> Stored data entries
● ● ● ● ● ● ●
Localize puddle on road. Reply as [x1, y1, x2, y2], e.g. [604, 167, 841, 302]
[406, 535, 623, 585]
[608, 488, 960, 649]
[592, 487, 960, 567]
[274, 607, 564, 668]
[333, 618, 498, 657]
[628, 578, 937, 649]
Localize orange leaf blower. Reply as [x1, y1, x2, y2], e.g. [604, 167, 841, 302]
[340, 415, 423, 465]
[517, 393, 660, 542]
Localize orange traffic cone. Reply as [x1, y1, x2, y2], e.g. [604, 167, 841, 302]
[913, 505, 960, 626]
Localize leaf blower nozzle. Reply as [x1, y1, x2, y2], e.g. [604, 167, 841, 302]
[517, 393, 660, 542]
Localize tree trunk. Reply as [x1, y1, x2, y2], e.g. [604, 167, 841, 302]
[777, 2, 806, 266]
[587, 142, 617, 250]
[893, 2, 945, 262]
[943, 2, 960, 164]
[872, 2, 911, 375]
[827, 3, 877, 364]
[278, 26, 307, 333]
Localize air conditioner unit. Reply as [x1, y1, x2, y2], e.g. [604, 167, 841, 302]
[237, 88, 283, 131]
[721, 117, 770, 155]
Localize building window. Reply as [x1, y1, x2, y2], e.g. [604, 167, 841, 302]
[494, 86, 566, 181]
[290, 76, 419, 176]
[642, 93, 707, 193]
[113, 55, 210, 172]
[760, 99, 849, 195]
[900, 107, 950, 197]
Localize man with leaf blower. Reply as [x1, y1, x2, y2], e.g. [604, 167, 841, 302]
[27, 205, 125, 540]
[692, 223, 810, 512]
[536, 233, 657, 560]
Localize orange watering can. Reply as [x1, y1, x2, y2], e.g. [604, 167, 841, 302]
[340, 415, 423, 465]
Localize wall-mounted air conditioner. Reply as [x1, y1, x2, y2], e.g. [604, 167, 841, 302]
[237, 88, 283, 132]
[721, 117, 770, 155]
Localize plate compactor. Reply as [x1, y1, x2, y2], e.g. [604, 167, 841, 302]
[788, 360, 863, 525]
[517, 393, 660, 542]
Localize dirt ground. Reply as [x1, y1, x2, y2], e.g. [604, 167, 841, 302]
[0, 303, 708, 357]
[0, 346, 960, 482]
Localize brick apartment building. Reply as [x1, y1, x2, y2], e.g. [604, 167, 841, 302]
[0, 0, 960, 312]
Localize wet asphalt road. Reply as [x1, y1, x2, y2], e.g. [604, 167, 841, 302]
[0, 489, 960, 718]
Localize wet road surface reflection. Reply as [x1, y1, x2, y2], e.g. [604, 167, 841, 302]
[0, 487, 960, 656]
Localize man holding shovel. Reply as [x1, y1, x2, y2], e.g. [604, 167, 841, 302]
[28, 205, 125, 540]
● ● ● ● ● ● ●
> WHAT YOU WILL DO
Reproduce the stretch of rows from the very beginning through the line containing "[278, 26, 307, 333]", keeping every line unchanged.

> COMPLETE ANSWER
Localize puddle on road. Reply as [x1, y1, x2, y2], e.g. [604, 167, 841, 302]
[406, 535, 623, 585]
[608, 488, 960, 649]
[592, 487, 960, 567]
[274, 607, 564, 668]
[333, 618, 498, 657]
[628, 578, 937, 649]
Localize orange leaf blower. Reply as [x1, y1, x2, y2], e.g. [604, 167, 841, 302]
[340, 415, 423, 465]
[517, 393, 660, 542]
Localize orange traffic cone. Reply as [x1, y1, x2, y2], e.g. [604, 167, 841, 302]
[913, 505, 960, 626]
Localize leaf blower nozzle. Reply as [x1, y1, x2, y2], e.g. [604, 167, 841, 302]
[517, 393, 660, 542]
Localize tree trunk. Reply as [x1, y1, x2, y2], e.g. [604, 167, 841, 302]
[777, 2, 806, 266]
[587, 142, 617, 250]
[893, 2, 945, 262]
[943, 2, 960, 164]
[872, 2, 911, 375]
[827, 3, 877, 364]
[278, 26, 307, 333]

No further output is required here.